Written exercise: How many lines in the records below contain the string "orange"? Reply with the number alone.

■ ■ ■ ■ ■ ■ ■

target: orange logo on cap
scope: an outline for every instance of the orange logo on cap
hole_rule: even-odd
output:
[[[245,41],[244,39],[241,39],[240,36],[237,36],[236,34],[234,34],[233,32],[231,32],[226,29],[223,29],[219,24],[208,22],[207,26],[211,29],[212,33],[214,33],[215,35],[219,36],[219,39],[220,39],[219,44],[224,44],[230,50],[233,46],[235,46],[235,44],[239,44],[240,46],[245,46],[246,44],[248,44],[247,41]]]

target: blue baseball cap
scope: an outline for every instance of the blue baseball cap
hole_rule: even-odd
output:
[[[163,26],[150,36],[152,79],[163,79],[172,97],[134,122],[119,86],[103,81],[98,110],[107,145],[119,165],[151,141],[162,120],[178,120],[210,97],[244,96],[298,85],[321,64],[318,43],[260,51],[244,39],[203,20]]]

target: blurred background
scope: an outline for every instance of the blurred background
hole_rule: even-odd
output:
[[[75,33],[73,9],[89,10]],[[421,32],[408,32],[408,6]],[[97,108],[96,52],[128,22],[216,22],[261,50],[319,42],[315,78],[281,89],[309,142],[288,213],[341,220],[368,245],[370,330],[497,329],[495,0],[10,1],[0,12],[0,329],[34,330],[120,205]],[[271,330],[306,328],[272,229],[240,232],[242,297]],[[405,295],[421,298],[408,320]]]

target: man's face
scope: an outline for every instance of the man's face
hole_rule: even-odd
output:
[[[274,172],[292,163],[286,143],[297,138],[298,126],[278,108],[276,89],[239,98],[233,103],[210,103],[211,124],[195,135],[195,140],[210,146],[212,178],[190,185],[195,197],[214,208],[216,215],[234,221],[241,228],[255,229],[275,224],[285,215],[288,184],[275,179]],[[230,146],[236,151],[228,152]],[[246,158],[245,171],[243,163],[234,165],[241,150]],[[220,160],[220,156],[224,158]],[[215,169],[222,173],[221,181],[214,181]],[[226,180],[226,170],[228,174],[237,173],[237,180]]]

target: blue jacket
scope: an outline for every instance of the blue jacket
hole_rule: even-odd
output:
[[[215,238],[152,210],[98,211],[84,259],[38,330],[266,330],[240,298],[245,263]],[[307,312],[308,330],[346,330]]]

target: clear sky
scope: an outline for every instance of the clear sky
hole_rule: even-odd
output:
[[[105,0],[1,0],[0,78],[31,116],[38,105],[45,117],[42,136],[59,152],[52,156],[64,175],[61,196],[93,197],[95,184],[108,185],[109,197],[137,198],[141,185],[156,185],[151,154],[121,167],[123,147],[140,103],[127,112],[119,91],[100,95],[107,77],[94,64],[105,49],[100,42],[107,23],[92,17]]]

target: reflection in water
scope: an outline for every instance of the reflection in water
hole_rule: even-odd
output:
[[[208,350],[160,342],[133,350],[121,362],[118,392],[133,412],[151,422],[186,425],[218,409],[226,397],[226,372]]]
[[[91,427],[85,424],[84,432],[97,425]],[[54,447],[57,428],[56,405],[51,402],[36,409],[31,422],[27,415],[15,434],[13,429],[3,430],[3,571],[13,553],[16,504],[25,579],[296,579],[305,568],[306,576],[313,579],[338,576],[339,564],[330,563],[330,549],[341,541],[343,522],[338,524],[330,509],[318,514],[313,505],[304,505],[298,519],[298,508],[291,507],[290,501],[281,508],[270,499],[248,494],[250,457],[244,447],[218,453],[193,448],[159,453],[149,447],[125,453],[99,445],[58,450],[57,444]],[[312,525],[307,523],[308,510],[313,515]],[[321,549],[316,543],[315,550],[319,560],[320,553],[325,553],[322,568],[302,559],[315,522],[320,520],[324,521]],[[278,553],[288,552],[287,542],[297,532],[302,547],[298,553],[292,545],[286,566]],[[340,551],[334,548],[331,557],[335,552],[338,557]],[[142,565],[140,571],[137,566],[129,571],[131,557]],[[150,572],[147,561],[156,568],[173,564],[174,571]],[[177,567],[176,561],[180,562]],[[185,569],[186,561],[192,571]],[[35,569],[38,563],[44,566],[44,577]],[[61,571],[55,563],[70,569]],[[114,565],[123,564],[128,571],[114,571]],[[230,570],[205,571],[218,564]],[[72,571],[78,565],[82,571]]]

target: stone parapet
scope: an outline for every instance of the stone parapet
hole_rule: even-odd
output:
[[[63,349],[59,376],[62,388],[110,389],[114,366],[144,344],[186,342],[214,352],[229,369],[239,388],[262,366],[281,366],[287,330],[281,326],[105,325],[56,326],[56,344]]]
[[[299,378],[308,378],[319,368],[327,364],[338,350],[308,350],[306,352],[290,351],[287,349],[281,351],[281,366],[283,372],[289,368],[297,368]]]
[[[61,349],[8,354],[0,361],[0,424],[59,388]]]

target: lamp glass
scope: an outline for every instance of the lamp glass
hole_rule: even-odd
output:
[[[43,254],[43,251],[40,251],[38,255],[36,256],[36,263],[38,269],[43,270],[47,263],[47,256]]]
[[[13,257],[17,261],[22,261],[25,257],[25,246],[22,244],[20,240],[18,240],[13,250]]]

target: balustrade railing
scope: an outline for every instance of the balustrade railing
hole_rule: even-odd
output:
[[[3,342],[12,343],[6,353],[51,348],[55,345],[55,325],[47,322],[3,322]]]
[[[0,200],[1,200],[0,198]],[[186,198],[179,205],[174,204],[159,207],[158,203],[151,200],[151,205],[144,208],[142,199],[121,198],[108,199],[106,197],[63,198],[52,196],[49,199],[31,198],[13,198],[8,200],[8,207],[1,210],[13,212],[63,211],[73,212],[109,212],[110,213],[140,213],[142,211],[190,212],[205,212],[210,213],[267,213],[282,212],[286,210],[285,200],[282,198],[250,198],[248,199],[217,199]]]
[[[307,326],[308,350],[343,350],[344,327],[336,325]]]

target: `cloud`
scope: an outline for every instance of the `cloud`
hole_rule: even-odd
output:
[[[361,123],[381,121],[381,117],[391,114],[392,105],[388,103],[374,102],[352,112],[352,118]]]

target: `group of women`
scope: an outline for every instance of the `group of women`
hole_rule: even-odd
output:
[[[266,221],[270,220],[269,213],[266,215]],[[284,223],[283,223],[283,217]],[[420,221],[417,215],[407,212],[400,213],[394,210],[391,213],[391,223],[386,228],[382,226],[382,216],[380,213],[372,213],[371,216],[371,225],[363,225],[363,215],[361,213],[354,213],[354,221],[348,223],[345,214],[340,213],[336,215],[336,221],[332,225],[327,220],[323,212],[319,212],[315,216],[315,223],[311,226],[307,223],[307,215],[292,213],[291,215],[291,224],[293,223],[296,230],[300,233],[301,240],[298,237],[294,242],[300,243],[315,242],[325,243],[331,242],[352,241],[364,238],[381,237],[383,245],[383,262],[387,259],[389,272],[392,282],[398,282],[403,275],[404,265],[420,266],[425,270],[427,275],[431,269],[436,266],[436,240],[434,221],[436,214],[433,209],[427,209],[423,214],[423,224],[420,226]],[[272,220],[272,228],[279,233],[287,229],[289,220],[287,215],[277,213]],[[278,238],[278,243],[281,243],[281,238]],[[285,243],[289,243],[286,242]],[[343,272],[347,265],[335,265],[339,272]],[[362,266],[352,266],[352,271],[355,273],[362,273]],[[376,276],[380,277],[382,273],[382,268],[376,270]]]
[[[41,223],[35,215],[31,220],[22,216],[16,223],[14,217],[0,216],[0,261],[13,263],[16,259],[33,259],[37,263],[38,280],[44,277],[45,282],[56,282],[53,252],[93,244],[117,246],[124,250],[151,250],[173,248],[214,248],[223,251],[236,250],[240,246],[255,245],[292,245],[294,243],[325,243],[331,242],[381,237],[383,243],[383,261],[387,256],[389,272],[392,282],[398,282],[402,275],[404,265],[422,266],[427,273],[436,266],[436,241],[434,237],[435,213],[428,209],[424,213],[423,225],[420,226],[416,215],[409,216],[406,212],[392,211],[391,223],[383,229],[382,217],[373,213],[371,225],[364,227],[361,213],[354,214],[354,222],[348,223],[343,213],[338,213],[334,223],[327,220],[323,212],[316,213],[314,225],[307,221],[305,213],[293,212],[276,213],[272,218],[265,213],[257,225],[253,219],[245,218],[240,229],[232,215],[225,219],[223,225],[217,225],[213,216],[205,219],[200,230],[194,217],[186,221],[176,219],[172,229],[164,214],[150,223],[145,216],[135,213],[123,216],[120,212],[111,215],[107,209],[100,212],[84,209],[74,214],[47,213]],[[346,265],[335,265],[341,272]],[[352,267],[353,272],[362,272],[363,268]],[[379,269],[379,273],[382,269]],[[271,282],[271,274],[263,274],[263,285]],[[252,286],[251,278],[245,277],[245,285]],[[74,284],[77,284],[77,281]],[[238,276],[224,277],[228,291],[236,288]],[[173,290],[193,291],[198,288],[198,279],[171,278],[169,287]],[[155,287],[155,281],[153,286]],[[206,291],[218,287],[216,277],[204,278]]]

■ ■ ■ ■ ■ ■ ■

Final answer: 2